[start of Dataset entries]
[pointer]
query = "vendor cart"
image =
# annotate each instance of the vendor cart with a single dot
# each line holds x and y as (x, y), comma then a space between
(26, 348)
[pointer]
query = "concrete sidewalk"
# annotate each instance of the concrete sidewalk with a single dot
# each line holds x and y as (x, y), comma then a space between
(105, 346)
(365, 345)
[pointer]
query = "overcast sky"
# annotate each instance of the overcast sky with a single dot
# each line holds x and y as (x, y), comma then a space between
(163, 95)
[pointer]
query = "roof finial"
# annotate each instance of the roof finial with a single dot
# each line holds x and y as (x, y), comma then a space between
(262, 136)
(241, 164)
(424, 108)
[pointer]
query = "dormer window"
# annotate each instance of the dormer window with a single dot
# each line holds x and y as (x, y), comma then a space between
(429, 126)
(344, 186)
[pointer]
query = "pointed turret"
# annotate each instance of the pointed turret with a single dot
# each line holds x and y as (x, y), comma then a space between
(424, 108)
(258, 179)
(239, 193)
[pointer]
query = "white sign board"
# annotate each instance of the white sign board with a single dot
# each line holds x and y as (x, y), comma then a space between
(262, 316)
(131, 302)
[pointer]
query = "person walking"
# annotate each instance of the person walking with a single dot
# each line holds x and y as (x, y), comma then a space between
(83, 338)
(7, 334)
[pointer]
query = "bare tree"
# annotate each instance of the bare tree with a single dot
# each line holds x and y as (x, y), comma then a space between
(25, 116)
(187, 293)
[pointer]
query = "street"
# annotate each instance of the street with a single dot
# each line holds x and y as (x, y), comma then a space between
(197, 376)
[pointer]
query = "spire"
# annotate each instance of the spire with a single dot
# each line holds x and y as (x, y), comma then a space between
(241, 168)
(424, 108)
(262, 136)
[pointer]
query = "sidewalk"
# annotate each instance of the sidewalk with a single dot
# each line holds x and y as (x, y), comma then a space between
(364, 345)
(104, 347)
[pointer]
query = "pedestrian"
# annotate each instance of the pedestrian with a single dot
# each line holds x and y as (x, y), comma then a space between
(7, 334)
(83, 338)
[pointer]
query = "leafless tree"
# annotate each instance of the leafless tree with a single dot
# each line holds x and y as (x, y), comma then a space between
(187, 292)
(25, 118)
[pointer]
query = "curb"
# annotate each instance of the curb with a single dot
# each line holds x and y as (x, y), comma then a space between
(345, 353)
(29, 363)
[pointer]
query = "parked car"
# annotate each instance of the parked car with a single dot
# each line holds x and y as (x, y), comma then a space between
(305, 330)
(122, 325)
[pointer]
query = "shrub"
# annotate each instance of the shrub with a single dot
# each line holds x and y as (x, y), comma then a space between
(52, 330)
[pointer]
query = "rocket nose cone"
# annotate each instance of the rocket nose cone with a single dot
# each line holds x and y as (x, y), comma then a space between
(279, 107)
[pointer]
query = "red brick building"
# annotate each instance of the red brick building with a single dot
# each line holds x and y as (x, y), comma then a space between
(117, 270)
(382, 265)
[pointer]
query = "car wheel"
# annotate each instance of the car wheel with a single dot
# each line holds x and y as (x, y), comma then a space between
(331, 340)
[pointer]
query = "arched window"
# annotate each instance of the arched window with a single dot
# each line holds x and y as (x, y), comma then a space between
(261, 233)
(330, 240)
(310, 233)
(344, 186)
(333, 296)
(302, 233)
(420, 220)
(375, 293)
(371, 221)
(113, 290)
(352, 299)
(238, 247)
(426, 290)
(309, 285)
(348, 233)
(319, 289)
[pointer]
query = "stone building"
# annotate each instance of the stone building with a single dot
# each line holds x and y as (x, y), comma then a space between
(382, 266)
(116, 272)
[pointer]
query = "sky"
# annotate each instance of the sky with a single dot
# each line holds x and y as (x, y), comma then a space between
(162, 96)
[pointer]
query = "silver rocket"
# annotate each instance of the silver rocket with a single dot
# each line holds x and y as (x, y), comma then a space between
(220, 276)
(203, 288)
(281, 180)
[end of Dataset entries]
Exercise goal: Repeat the material above exactly.

Answer to the exercise:
[pointer]
query = "vendor cart"
image =
# annotate each instance of the vendor cart with a single dot
# each line holds x and y as (x, y), comma then a space between
(26, 348)
[pointer]
query = "concrete sidewalk"
# annotate each instance of the concrete sidewalk with a single dot
# each line holds x and y as (x, y), comma then a space between
(105, 346)
(365, 345)
[pointer]
query = "overcast sky"
# annotate each instance of the overcast sky with a single dot
# each line holds x and y as (x, y), comma then a space between
(163, 95)
[pointer]
query = "roof finial"
# annotate each instance of the roof finial with a single dot
# each line holds x and y as (x, y), comma then a space between
(262, 136)
(241, 164)
(424, 108)
[pointer]
query = "dormer window"
# annotate each instance of the dormer window with a single dot
# each line holds x and y as (x, y), comma then a space between
(429, 126)
(344, 186)
[pointer]
query = "pointed turret"
# annotate each instance of the pointed turret with a single dot
# each line holds x and y as (x, y), comma then a space between
(424, 108)
(258, 179)
(239, 193)
[pointer]
query = "white sign board"
# annotate each instance of the white sign board with a single dot
# each line holds x and y as (x, y), comma then a space between
(262, 316)
(131, 302)
[pointer]
query = "person walking"
# annotate each instance of the person walking with a single dot
# each line holds x and y as (x, y), comma then a space between
(83, 338)
(7, 334)
[pointer]
query = "bare tree"
# annotate each instance of the bare tree with a single dot
# each line holds x and y as (x, y), comma then a space between
(25, 116)
(187, 293)
[pointer]
query = "street"
# annotate each instance of the street with a single dot
# each line holds x and y as (x, y), comma then a space between
(197, 376)
[pointer]
query = "spire"
# annotate each instance of the spire with a single dot
# each line holds x and y as (x, y), comma then a space between
(241, 168)
(424, 108)
(262, 136)
[pointer]
query = "sidewalk"
# annotate each instance of the sidewalk with a single dot
# each line holds x and y as (x, y), comma then a space between
(364, 345)
(104, 347)
[pointer]
query = "pedestrian"
# annotate each instance of the pedestrian with a single dot
# each line holds x and y as (x, y), comma then a space between
(7, 334)
(83, 338)
[pointer]
query = "leafless tree"
# annotate each instance of the leafless tree with a single dot
# each line holds x and y as (x, y), comma then a space between
(187, 292)
(25, 118)
[pointer]
query = "curb"
# annotate each instance of the curb with a single dot
# each line holds x and y as (x, y), comma then a space between
(345, 353)
(29, 363)
[pointer]
query = "parked car"
# annotate each instance of the parked car with a single dot
# each line holds x and y as (x, y), comma then a space between
(305, 330)
(122, 325)
[pointer]
query = "shrub"
# annotate each instance of the shrub with a single dot
# each line holds x and y as (x, y), comma then a space between
(52, 330)
[pointer]
query = "rocket nose cone"
# annotate each instance of the rocket nose cone with a single dot
# each line holds x and y as (x, y), comma then a space between
(279, 107)
[pointer]
query = "red brick building"
# annotate each instance of the red brick building with a single dot
# each line holds x and y as (x, y), comma then a space between
(117, 270)
(382, 265)
[pointer]
query = "car wheel"
# annotate each instance of the car wheel with a single dot
# each line holds x and y as (x, y), comma then a space between
(331, 340)
[pointer]
query = "arched window"
# annotate each instance of the arched window with a single dot
# each line holds x and y as (x, y), comma then a space between
(261, 233)
(330, 240)
(310, 233)
(344, 186)
(333, 296)
(302, 233)
(420, 220)
(375, 293)
(371, 221)
(113, 290)
(352, 299)
(238, 247)
(426, 290)
(309, 285)
(348, 233)
(319, 289)
[pointer]
query = "stone building"
# annotate each instance of the stone building with a single dot
# each line holds x and y as (x, y), comma then a space between
(382, 266)
(116, 272)
[pointer]
query = "sky"
# annotate each instance of the sky with a single dot
# each line holds x and y as (x, y), comma then a space between
(162, 96)
[pointer]
query = "silver rocket"
# annotate each instance of the silver rocket with a single dot
# each line holds x and y as (x, y), comma then a space between
(220, 276)
(203, 288)
(281, 180)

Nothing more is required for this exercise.